**Aim 1**. List every group the text on Gore and global warming says to take away when weighing what scientists think.
**Aim 2**. Print the passage of the text on Gore and global warming starting at "I think there's" and ending at "more reasonable culprit.".
**Aim 3**. Carry on the text on Gore and global warming past its final line.

**Extracted text**.
------
This is from the latest WIRED profile on Gore. If you're not familiar with carbon offsets, they're a way of negating your carbon emissions by paying someone to remove carbon from the system, or to avoid releasing pollution in the first place. They're pretty new, so you can read more about them here.

Third, the scientific consensus on global warming is sharply that it exists and that we are playing a role in it. Here's a Wikipedia article on the subject, and here's a from a group of actual climate scientists. Short version? They think the movie handles the science "admirably" and that "Gore gets the science right." I would encourage you if you're skeptical on the subject to look with an open mind and exclude anyone from either side who you feel is partisan. If you take away the environmentalists, the hippies, the liberal haters, and the oil-funded climatologists, you will still find that the overwhelming majority of disinterested, apolitical scientists support the same general view Gore has articulated.

A lot of the criticism I've seen of this film and of Gore is really criticising someone who isn't Gore. It's criticising someone who says we should give up cars and air travel and capitalism in order to save the planet, which we can't do anyway because it's too late. This is all the opposite of what Gore believes. He believes that we can see the problems on the horizon, and that we can invent our way out of them and create a better world. That's something I believe in, too.

Green technologies and the drive to create them are going to make us rich, make America and the world cleaner, make our kids smarter, and make us more productive and more efficient. Some people would rather we enrich oil sheiks and pay higher oil prices to get by in a dirtier, dumber world. I hope that maybe you'll think about these two visions and which one you actually prefer. Thanks for listening!

Darren said...

I'm curious, 40--what kind of car do you drive? How much plastic do you have at your house?

I thought so.

Darren said...

Dan, thank you for your comments. I appreciate the civil way you presented your views.

I think there's a new "big lie" out there, one that if repeated enough will become true, and that is that there's "consensus" among scientists that man is causing global climate changes--primarily through so-called greenhouse gas emissions. Yet, I keep running into scientists who don't accept that theory, and point to natural climate change as a more reasonable culprit.

I don't know anything about the scholarly nature of Wired magazine, but I listened to Al Gore talk about the movie The Day After Tomorrow--and what a serious movie it was. I had to stop reading Earth in the Balance. I don't know if Wired was doing a puff piece or revisionist history on the man, but I do not accept the Saint Al storyline.

And as for your final comments, perhaps you should use the search engine on this blog, type in "solar", and see what I've written before to determine which of your dichotomy of visions I support. I have no problem drilling in ANWR, but my beliefs are just a little deeper than that. I hope you weren't assuming otherwise.

40 said...

Darren - I have a 2002 Honda Accord. My wife has a 4 cynlinder Saturn that is paid off.

I have probably an average amount of plastic in my house.

Does that help you in some way, shape or form?

If you would like to know what my next car will be? I can answer that as well...

Honda Civic Hybrid.
------
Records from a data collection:
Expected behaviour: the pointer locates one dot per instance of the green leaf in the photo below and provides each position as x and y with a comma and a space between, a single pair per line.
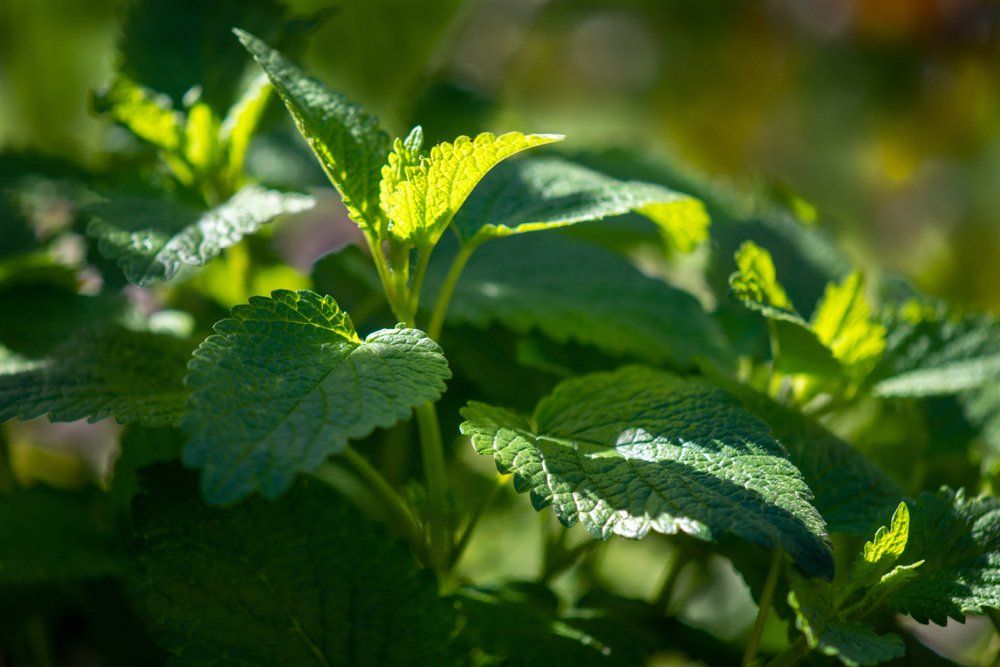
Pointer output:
56, 536
574, 291
518, 629
147, 114
958, 540
851, 642
201, 138
841, 340
152, 239
851, 493
241, 122
932, 352
542, 193
348, 141
843, 323
422, 199
306, 580
881, 553
638, 450
756, 286
133, 376
287, 382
------
**Expected answer 1**.
- the environmentalists
- the hippies
- the liberal haters
- the oil-funded climatologists

**Expected answer 2**.
I think there's a new "big lie" out there, one that if repeated enough will become true, and that is that there's "consensus" among scientists that man is causing global climate changes--primarily through so-called greenhouse gas emissions. Yet, I keep running into scientists who don't accept that theory, and point to natural climate change as a more reasonable culprit.

**Expected answer 3**.
And as for buying plastic... every children's toy under the sun is packed with it. We have tons of them. But, my wife has purchased them off a website called Kingwoodyardsales.com. It's a place where you can buy other people's junk. I find that it has not only saved us a ton of money, but my wife and I feel great about that junk not going to the local land fill. When my son is finished with the toys we'll put them up for sale for a few dollars and 'recycle' them once again.

But none of this matters and I am sure you won't even read it. You were just trying to give me a lesson in American-ology and how as an American we aren't supposed to conserve, recycle, reuse, and reduce. Believe me when I say that I do.

In my classroom there are 3 posters that focus on this issue. And I have a large bin for paper that has a huge recycle poster above it. My students will learn why it's important. Each spring we do a big Earth Day project.

Anything else you'd like to know about my practices? Give me a shout. david.duez@gmail.com

Darren said...

Better than I expected, but ok.

My car gets about 30mpg city, more on the highway--but I don't often drive anywhere that merits getting on the freeway. When I do, it gets better mileage.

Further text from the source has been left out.